▶ **Given records**
┄┄┄┄┄┄┄┄┄┄
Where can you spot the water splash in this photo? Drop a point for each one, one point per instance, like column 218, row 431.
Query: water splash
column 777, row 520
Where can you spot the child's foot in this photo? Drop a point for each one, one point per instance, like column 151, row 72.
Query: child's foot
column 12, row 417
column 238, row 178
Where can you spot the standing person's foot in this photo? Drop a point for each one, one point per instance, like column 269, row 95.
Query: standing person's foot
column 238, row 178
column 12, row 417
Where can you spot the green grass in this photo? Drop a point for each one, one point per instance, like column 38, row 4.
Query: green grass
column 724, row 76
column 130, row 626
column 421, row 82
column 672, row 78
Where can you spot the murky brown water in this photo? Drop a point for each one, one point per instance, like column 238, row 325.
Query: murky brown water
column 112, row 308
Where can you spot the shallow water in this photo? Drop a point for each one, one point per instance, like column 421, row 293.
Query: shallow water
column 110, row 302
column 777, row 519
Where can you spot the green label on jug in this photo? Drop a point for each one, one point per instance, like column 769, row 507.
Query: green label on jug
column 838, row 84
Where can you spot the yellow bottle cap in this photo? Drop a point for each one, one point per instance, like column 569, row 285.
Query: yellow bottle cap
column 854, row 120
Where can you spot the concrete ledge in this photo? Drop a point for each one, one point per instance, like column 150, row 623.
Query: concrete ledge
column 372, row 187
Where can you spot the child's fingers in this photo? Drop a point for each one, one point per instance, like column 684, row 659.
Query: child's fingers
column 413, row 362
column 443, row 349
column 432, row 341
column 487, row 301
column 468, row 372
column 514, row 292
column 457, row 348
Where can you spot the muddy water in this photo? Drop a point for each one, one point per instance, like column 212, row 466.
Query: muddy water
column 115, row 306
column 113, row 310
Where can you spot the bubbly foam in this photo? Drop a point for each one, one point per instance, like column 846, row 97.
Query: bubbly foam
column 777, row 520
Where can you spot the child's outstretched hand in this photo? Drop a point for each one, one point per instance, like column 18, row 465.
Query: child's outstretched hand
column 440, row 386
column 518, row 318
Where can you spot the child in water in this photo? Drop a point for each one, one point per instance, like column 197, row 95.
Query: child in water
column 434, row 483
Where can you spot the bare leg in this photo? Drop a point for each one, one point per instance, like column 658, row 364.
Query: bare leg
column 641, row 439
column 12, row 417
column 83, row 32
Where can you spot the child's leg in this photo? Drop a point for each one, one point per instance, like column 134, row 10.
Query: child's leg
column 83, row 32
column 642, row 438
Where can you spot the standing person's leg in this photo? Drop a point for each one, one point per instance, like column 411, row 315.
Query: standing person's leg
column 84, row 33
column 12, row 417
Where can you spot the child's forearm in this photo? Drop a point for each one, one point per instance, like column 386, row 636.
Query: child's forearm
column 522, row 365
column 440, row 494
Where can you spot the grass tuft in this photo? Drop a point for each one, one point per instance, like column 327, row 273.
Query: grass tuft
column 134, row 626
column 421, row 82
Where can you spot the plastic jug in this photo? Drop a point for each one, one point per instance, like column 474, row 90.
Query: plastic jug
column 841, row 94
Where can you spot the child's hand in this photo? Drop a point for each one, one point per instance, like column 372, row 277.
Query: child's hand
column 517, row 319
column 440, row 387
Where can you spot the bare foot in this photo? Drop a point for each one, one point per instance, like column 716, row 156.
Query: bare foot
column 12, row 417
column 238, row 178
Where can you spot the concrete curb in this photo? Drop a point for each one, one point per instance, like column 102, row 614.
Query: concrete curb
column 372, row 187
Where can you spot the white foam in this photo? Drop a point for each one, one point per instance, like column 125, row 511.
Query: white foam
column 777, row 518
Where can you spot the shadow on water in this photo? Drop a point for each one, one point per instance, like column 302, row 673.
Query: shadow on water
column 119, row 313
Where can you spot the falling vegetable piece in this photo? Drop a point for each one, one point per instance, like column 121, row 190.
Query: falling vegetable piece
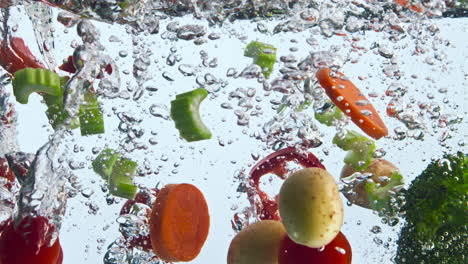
column 26, row 243
column 29, row 80
column 380, row 195
column 310, row 207
column 276, row 163
column 368, row 188
column 179, row 223
column 118, row 172
column 257, row 243
column 328, row 114
column 90, row 114
column 186, row 116
column 104, row 162
column 337, row 252
column 352, row 102
column 264, row 55
column 15, row 56
column 360, row 149
column 55, row 111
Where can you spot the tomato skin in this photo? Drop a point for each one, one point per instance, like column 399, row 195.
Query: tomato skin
column 292, row 253
column 15, row 249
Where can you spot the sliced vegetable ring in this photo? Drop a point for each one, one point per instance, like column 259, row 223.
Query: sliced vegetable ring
column 29, row 80
column 185, row 113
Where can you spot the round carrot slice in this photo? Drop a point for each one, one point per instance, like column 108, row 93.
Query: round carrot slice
column 179, row 223
column 352, row 102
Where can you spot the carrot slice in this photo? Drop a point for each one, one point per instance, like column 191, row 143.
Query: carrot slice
column 179, row 223
column 352, row 102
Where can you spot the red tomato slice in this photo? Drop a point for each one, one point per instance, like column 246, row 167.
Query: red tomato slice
column 337, row 252
column 15, row 249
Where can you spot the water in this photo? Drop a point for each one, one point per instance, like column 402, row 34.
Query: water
column 156, row 49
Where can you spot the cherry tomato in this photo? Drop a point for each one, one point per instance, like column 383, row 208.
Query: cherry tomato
column 16, row 249
column 337, row 252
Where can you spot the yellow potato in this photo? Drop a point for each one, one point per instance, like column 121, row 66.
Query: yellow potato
column 311, row 207
column 257, row 244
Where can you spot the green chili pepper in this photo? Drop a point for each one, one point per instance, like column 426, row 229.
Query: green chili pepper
column 185, row 113
column 360, row 149
column 118, row 172
column 379, row 197
column 29, row 80
column 55, row 112
column 328, row 114
column 91, row 117
column 264, row 55
column 104, row 162
column 121, row 179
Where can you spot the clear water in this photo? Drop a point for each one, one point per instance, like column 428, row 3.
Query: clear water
column 410, row 63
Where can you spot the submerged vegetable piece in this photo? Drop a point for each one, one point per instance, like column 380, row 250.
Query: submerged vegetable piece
column 104, row 162
column 380, row 196
column 118, row 172
column 310, row 207
column 29, row 80
column 121, row 179
column 384, row 180
column 436, row 214
column 328, row 114
column 257, row 243
column 55, row 110
column 15, row 56
column 360, row 149
column 276, row 163
column 186, row 115
column 264, row 55
column 337, row 252
column 90, row 114
column 19, row 246
column 352, row 102
column 179, row 223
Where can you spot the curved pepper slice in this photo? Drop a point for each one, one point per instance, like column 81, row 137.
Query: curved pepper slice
column 380, row 196
column 29, row 80
column 360, row 149
column 185, row 113
column 264, row 55
column 118, row 172
column 328, row 114
column 276, row 163
column 15, row 56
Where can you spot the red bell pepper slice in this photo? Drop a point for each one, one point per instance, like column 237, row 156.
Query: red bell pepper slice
column 15, row 56
column 276, row 163
column 28, row 243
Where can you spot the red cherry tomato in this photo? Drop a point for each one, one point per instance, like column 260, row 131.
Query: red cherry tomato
column 337, row 252
column 16, row 249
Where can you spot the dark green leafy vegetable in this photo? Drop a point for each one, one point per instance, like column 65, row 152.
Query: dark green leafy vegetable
┄┄┄┄┄┄┄┄┄┄
▶ **Work to be completed**
Reproduce every one of the entries above verbatim, omitting the pictures from your reply.

▶ **Finished answer**
Where can you spot the water splash in this photo? Drop a point for each one, one point per instance, like column 218, row 431.
Query: water splash
column 777, row 520
Where can you spot the child's foot in this photo? Drop a point for each one, one point per instance, like column 151, row 72.
Query: child's foot
column 12, row 417
column 238, row 178
Where can you spot the standing person's foot in this photo? Drop a point for each one, one point per instance, like column 269, row 95.
Query: standing person's foot
column 238, row 178
column 12, row 417
Where can you spot the green grass in this photo? Drop a point for each one, one point per instance, like column 38, row 4.
Query: green grass
column 724, row 76
column 130, row 626
column 421, row 82
column 672, row 78
Where can you spot the murky brown water in this photo? Drop a point for each one, one point per instance, like column 238, row 325.
Query: murky brown water
column 112, row 308
Where can you spot the shallow water in this photo? Drop a point for each one, one point per instance, like column 421, row 293.
Query: shallow water
column 110, row 302
column 777, row 519
Where can you spot the green label on jug in this photo? Drop a point for each one, one point per instance, like column 769, row 507.
Query: green label on jug
column 838, row 84
Where can you spot the yellow bottle cap in this photo? Drop a point for each one, one point per instance, like column 569, row 285.
Query: yellow bottle cap
column 854, row 120
Where can you spot the concrete ledge in this photo? Drop a point for each one, one point per instance, like column 150, row 623.
Query: concrete ledge
column 372, row 187
Where can you spot the child's fingers in this photo? Drop a point for each one, one point per instance, like column 684, row 659.
Query: child's fingers
column 413, row 362
column 443, row 349
column 432, row 341
column 487, row 301
column 468, row 372
column 514, row 292
column 457, row 348
Where can you spot the muddy water in this photo? Drop a point for each one, one point per instance, like column 212, row 466.
Query: muddy water
column 115, row 306
column 113, row 310
Where can you spot the bubbly foam in this photo? Drop a point for each one, one point per instance, like column 846, row 97.
Query: bubbly foam
column 777, row 520
Where can you spot the child's outstretched hand in this photo? Drop a point for each one, one point per instance, like column 18, row 465.
Query: child's outstretched hand
column 440, row 386
column 518, row 318
Where can you spot the child in water in this photo? Drop a point for each one, one point per instance, like column 197, row 95.
Query: child in water
column 434, row 483
Where can you spot the bare leg in this photo? Drop a point for each one, one point per instance, like column 658, row 364.
Query: bare leg
column 641, row 439
column 12, row 417
column 83, row 32
Where can you spot the child's leg in this photo? Drop a point for each one, one point per instance, like column 134, row 10.
Query: child's leg
column 83, row 32
column 642, row 438
Where can you spot the standing person's leg in this photo? Drop a point for each one, one point per instance, like column 411, row 315.
Query: standing person's leg
column 84, row 33
column 12, row 417
Where can you spot the child's forearm in this photo? Drop a point for each one, one point per instance, like column 386, row 636.
Query: child's forearm
column 522, row 365
column 440, row 494
Where can you spot the grass tuft in this photo? Drop a point for each one, one point per instance, like column 327, row 273.
Query: grass tuft
column 134, row 626
column 421, row 82
Where can you spot the plastic jug in this photo? Drop a point for each one, one point per instance, like column 474, row 90.
Query: plastic jug
column 841, row 94
Where can you spot the child's hand in this photo? Drop a point for each one, one point per instance, like column 372, row 277.
Query: child's hand
column 517, row 319
column 440, row 387
Where can you spot the bare foot in this photo? Drop a point for each one, one point per instance, like column 716, row 156.
Query: bare foot
column 12, row 417
column 238, row 178
Where can you spot the concrete curb in this photo? Drop a point for each one, one point per instance, like column 102, row 614.
Query: concrete curb
column 372, row 187
Where can you spot the white foam in this photo? Drop a point for each one, one point per instance, like column 125, row 511.
Query: white foam
column 777, row 518
Where can you spot the shadow on water in this photo? Drop a point for each one, one point per instance, like column 302, row 673.
Query: shadow on water
column 119, row 313
Where can you spot the falling vegetable piece in this photo? Drop a point for each one, one point per instance, like column 121, row 190.
Query: falling vegetable piece
column 26, row 243
column 29, row 80
column 380, row 195
column 310, row 207
column 276, row 163
column 368, row 188
column 179, row 223
column 118, row 172
column 257, row 243
column 328, row 114
column 90, row 114
column 186, row 116
column 104, row 162
column 337, row 252
column 352, row 102
column 264, row 55
column 15, row 56
column 360, row 149
column 55, row 111
Where can you spot the tomato skin in this photo? Drop a point for each one, one point per instance, like column 399, row 195.
Query: tomato skin
column 292, row 253
column 15, row 249
Where can you spot the sliced vegetable ring in this photo? Drop a point for each one, one point per instance, like column 259, row 223.
Query: sliced vegetable ring
column 29, row 80
column 185, row 113
Where can you spot the round carrot slice in this photo? Drop a point for each one, one point per instance, like column 108, row 93.
Query: round carrot slice
column 179, row 223
column 352, row 102
Where can you spot the carrot slice in this photo? Drop a point for each one, one point per instance, like column 191, row 143.
Query: carrot slice
column 179, row 223
column 352, row 102
Where can you spot the red tomato slice in this photo? Drop a point for each one, one point per instance, like column 246, row 167.
Query: red tomato slice
column 337, row 252
column 15, row 249
Where can you spot the water in this photo? Drop a point for each one, one point per instance, like column 402, row 34.
Query: water
column 156, row 49
Where can you spot the cherry tomato in this photo? Drop a point for each one, one point per instance, like column 383, row 208.
Query: cherry tomato
column 16, row 249
column 337, row 252
Where can you spot the yellow potato in this photo? Drop a point for each one, one point per instance, like column 121, row 66.
Query: yellow potato
column 311, row 207
column 257, row 244
Where can you spot the green chili pepper in this photo? Drop a point for each one, one point per instance, like column 426, row 229.
Query: green chili pepper
column 185, row 113
column 360, row 149
column 118, row 172
column 379, row 197
column 29, row 80
column 55, row 112
column 328, row 114
column 91, row 117
column 264, row 55
column 104, row 162
column 121, row 179
Where can you spot the clear water in this photo? Drop a point for each one, one point per instance, like column 428, row 3.
Query: clear water
column 410, row 63
Where can you spot the submerged vegetable piece in this photo? Drop a point for each one, one point per instance, like column 380, row 250.
Query: submerged vegetable piece
column 104, row 162
column 380, row 196
column 118, row 172
column 310, row 207
column 29, row 80
column 121, row 179
column 384, row 180
column 436, row 214
column 328, row 114
column 257, row 243
column 55, row 110
column 15, row 56
column 360, row 149
column 276, row 163
column 186, row 115
column 264, row 55
column 337, row 252
column 90, row 114
column 19, row 246
column 352, row 102
column 179, row 223
Where can you spot the curved pepper slice in this photo? Drop a point for each one, one point per instance, like column 81, row 137.
Query: curved pepper slice
column 380, row 196
column 29, row 80
column 360, row 149
column 185, row 113
column 264, row 55
column 118, row 172
column 328, row 114
column 276, row 163
column 15, row 56
Where can you spot the red bell pepper slice in this photo? Drop a point for each one, one point per instance, like column 237, row 156.
Query: red bell pepper slice
column 15, row 56
column 276, row 163
column 28, row 243
Where can you spot the red cherry tomato in this photo? Drop a point for each one, one point per instance, like column 260, row 131.
Query: red cherry tomato
column 337, row 252
column 16, row 249
Where can you spot the dark green leafy vegetable in this photo? Drop a point for each one, one point per instance, like column 65, row 152.
Query: dark green leafy vegetable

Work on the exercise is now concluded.